» DOCUMENT EXCERPT:

Wednesday, August 06, 2008

New take on the Prodigal Son?

Fr. Charles Curran was a moral theologian fired from his position at the Catholic University of America in 1986 for asserting a right of dissent from official church teaching on matters such as birth control.
Summoned to appear in Rome for questioning by Cardinal Ratzinger, he came out of the meeting knowing that he had failed to convince. He would be condemned as a Catholic theologian and fired from his faculty position: a public humiliation, a personal disaster, and also a rejection of theologians as a whole, who by and large agreed with Curran’s position.
The next day was Sunday. Bernard Häring, the influential moral theologian who taught in Rome and was Curran’s old professor and mentor, celebrated Mass in a chapel for Curran and his six university advisers. The Gospel happened to be the Prodigal Son. Häring’s homily went something like this: at this time, the church is the prodigal son. It is taking your treasure — your training, talent, reputation, contribution — and wasting it, feeding it to the pigs. The Spirit of Jesus calls you to be the father in this parable, not rejecting but welcoming back the prodigal. Do you forgive the church?

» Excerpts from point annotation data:

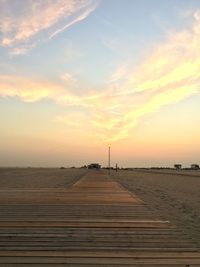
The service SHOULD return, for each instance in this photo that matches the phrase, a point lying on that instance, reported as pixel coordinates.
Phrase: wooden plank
(95, 222)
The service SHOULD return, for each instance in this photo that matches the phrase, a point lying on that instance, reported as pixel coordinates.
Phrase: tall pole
(109, 160)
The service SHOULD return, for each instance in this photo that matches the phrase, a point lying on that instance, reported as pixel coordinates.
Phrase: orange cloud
(168, 75)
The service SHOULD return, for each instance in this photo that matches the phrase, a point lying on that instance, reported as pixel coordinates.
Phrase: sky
(78, 76)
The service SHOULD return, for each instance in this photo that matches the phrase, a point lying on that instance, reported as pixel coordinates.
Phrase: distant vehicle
(94, 166)
(178, 166)
(194, 166)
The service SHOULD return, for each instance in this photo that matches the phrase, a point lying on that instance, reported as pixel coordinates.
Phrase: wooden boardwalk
(95, 222)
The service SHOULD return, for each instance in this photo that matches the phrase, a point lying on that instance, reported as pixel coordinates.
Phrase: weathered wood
(94, 222)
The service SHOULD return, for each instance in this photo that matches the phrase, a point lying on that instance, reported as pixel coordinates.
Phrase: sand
(175, 195)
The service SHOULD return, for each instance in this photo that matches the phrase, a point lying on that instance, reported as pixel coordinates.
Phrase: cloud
(168, 75)
(24, 23)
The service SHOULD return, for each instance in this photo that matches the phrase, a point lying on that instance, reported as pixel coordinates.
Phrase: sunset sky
(79, 75)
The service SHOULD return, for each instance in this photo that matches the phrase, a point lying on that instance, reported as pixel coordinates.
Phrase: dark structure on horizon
(194, 166)
(178, 166)
(94, 166)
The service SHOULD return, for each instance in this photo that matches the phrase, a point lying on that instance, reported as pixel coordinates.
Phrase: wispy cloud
(23, 23)
(168, 75)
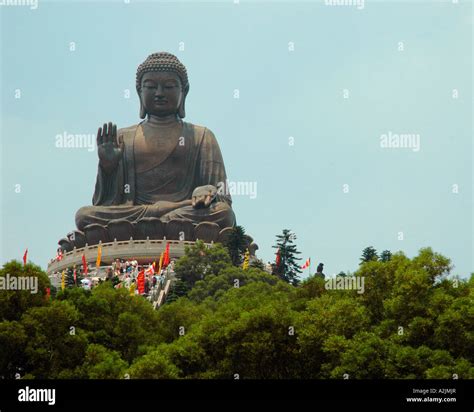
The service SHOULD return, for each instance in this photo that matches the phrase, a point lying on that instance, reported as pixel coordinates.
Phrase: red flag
(84, 264)
(278, 258)
(150, 270)
(166, 257)
(306, 264)
(141, 282)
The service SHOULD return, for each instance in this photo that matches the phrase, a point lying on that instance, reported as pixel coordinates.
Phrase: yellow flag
(63, 280)
(246, 260)
(99, 255)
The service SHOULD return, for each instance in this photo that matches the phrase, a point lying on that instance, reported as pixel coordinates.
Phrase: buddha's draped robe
(195, 161)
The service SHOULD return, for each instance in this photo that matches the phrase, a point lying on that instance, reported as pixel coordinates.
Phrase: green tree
(236, 244)
(154, 365)
(13, 341)
(55, 342)
(385, 256)
(288, 268)
(102, 363)
(368, 254)
(200, 261)
(14, 303)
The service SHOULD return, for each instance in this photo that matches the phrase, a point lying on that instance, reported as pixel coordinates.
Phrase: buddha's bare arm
(110, 150)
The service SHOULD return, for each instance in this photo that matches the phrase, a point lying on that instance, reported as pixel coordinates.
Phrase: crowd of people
(146, 280)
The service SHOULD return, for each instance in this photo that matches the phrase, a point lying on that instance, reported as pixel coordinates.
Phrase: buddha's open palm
(110, 150)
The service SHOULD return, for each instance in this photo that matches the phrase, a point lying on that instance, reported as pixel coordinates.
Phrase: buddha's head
(162, 85)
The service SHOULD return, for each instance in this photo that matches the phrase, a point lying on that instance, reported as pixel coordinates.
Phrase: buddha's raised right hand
(110, 150)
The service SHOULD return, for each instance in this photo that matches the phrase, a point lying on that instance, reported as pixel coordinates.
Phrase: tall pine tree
(385, 256)
(236, 245)
(287, 268)
(368, 254)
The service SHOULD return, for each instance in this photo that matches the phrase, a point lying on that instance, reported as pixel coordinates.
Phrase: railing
(144, 251)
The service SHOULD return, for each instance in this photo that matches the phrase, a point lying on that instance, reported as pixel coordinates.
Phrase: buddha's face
(161, 93)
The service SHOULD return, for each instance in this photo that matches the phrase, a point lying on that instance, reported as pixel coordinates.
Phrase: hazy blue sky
(290, 62)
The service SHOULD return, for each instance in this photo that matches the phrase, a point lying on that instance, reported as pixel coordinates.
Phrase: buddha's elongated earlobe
(142, 110)
(181, 108)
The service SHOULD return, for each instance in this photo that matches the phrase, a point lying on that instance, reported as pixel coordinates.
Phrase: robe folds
(195, 161)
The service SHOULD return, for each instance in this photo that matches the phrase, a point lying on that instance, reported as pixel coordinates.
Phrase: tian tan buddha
(159, 177)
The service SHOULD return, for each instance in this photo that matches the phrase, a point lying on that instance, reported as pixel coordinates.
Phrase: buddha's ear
(142, 110)
(181, 108)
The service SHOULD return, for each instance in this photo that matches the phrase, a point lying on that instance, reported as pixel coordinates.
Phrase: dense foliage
(410, 322)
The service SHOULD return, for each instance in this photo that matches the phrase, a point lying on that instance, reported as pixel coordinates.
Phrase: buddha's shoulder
(128, 129)
(202, 131)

» BRIEF 1: Print the stretch of the post about Charles Curran from "Wednesday, August 06, 2008" through "as birth control.".
» BRIEF 2: Locate every line in the entries that contains the word "robe", treating uppercase and lowercase as different, and copy each one.
The post about Charles Curran and the entries are unrelated pieces of material.

» TASK OUTPUT 1:
Wednesday, August 06, 2008

New take on the Prodigal Son?

Fr. Charles Curran was a moral theologian fired from his position at the Catholic University of America in 1986 for asserting a right of dissent from official church teaching on matters such as birth control.

» TASK OUTPUT 2:
Phrase: buddha's draped robe
Phrase: robe folds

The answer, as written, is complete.